WORK TO COMPLETE
Copy exactly the lines from the one containing "find the folded fabric in the photo above" through the last line of the records below, including both, and leave out any pictures.

SOURCE MATERIAL
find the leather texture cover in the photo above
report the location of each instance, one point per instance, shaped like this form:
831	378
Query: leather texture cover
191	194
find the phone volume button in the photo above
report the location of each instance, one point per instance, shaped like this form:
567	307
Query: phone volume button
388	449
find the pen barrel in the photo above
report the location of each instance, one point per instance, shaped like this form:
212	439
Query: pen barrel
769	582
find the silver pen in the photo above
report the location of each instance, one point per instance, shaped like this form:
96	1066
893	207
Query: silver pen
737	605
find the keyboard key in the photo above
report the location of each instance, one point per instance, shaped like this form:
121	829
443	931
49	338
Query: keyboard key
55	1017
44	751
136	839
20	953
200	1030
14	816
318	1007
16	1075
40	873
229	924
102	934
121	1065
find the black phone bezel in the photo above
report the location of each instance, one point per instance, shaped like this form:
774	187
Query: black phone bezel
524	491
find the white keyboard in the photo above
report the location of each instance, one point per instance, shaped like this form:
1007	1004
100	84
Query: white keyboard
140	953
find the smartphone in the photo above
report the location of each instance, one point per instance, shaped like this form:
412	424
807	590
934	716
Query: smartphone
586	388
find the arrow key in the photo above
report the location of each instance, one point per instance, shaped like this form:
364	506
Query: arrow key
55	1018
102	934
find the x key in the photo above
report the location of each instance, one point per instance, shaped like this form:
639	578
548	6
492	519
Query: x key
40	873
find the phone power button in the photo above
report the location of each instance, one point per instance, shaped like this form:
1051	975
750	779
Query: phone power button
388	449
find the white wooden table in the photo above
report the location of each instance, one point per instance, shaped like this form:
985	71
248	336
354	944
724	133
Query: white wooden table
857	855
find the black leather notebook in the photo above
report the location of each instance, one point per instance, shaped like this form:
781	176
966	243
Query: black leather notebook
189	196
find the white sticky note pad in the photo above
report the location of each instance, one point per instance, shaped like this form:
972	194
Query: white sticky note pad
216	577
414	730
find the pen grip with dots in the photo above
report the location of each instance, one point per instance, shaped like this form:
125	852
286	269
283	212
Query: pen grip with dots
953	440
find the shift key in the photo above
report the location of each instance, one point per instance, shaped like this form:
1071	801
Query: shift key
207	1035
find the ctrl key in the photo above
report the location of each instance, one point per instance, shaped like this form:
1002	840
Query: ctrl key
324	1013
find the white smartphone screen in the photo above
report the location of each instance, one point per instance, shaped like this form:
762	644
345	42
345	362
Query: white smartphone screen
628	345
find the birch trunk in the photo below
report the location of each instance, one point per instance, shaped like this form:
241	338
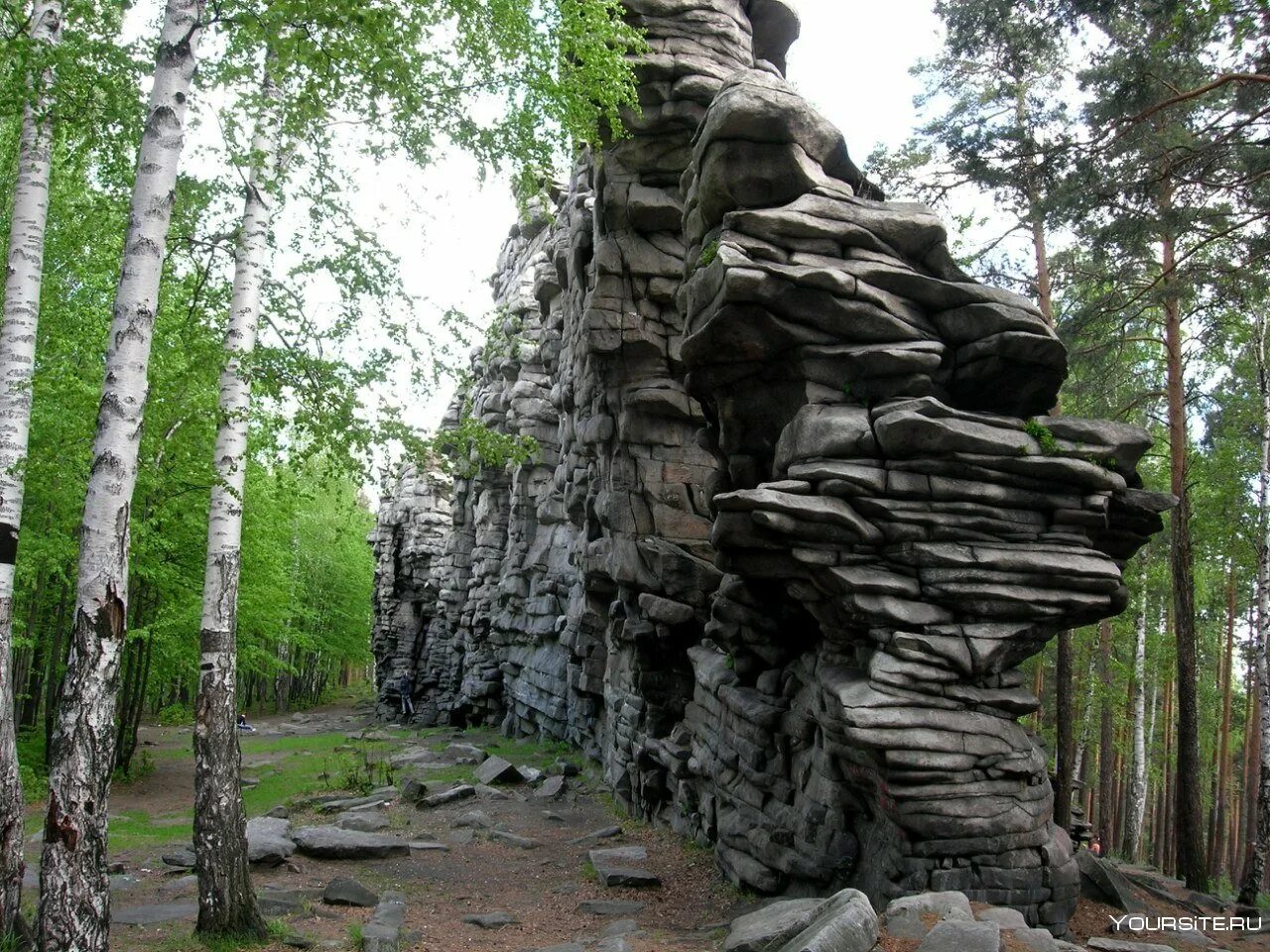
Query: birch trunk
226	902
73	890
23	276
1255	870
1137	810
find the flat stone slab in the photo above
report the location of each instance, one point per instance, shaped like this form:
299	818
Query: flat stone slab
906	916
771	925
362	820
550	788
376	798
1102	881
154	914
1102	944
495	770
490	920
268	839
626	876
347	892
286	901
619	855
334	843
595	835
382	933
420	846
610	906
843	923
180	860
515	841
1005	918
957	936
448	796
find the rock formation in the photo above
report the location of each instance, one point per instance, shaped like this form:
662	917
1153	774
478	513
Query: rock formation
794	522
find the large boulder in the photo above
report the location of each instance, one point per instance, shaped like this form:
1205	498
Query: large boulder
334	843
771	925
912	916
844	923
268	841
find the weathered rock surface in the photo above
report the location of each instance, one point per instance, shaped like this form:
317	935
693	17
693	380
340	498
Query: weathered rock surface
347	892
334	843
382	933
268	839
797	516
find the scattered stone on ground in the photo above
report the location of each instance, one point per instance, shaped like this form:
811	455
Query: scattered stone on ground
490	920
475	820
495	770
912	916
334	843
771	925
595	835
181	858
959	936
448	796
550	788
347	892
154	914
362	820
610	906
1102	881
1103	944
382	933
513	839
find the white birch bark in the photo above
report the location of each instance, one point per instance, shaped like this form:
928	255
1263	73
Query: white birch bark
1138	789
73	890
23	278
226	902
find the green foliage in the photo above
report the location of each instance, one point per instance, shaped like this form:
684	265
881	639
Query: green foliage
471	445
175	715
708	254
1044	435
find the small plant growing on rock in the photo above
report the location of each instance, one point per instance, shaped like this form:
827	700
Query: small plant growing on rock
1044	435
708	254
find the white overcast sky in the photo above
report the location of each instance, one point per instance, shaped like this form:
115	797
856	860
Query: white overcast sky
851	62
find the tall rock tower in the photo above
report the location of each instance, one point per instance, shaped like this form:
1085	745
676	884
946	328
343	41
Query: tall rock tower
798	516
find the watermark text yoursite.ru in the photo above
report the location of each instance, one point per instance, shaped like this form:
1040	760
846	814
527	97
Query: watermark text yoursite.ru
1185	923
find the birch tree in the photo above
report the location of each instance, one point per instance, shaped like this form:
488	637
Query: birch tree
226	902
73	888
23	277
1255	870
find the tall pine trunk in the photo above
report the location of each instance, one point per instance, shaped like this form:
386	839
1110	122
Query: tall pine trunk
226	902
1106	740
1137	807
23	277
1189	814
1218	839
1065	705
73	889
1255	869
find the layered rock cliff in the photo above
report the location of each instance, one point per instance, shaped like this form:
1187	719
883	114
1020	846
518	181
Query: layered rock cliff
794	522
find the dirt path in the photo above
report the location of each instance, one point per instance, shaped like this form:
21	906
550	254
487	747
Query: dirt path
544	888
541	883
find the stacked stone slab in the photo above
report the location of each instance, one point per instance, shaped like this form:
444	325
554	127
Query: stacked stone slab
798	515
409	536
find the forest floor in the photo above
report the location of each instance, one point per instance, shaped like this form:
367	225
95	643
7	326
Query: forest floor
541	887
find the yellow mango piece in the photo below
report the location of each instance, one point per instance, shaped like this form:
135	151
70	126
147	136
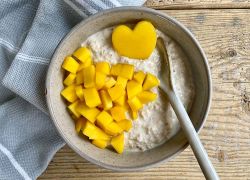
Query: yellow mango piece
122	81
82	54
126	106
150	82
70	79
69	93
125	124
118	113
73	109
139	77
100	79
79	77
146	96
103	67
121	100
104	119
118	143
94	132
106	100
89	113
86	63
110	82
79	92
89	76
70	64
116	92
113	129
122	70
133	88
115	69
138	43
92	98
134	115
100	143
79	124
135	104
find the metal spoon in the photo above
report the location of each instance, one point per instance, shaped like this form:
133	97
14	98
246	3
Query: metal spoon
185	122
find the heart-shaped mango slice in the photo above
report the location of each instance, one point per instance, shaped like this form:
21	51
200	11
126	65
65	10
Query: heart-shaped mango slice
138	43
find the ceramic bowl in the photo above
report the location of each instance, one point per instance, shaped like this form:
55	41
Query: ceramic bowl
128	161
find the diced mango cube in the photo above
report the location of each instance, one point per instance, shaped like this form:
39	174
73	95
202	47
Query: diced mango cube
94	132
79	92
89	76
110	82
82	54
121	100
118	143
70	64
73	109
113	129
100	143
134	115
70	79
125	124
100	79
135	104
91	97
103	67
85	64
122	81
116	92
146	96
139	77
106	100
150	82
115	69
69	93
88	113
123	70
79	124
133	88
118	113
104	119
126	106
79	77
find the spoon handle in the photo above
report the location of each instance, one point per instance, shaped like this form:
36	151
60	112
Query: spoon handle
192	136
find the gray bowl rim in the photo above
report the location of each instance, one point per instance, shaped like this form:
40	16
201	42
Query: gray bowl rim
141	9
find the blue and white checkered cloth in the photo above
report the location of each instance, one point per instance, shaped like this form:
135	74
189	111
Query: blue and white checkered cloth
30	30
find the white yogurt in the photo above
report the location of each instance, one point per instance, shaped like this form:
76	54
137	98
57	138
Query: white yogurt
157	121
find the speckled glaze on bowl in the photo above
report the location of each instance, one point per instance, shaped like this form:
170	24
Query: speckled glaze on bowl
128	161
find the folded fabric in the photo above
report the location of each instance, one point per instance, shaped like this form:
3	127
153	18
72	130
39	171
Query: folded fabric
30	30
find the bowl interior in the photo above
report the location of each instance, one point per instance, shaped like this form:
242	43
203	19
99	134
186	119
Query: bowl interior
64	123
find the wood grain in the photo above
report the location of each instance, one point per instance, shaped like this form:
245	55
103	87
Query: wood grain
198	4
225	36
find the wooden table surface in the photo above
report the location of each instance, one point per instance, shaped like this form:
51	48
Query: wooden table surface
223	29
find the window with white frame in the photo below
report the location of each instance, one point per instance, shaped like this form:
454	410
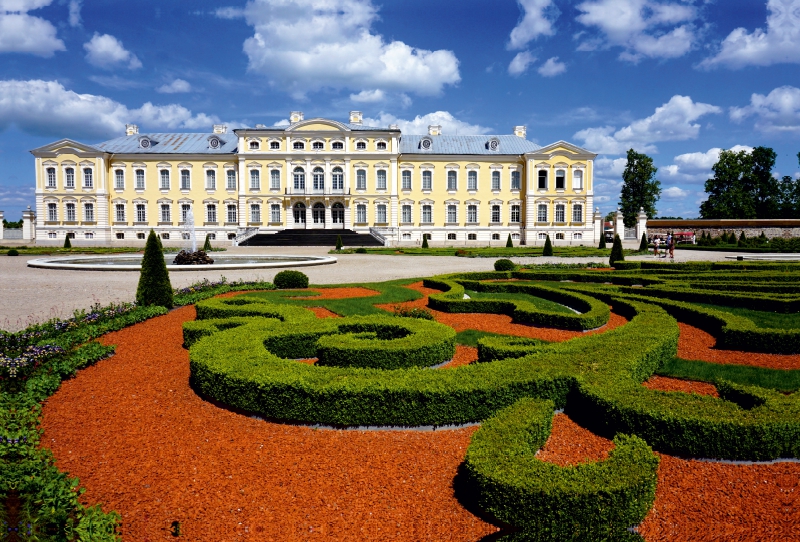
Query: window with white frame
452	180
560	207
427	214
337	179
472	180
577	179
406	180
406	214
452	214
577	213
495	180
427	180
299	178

ANSWER TO THE EXERCISE
find the folded fabric in the photo above
report the location of each instance, one point per instance, shaped like this form:
3	127
153	18
72	130
39	171
Query: folded fabric
30	30
find the bowl interior in the photo above
report the location of each instance, one point per instance, shaped like this form:
242	43
203	19
99	134
186	119
Query: bowl interior
64	123
find the wood grain in the photo above
report the location of each instance, one point per instance, shaped like this form:
245	55
103	87
Query: wood grain
198	4
225	36
find the wooden table surface in the photo above
report the location of each instance, one point per instance, shaped like this form:
51	48
Query: wooden table surface
223	29
find the window with white frame in the photo below
report the location of each instance, one point per instance, shaped like this form:
454	410
Query: window with white frame
452	180
560	207
427	214
337	179
472	180
577	179
406	180
406	214
452	214
577	213
495	180
427	180
299	178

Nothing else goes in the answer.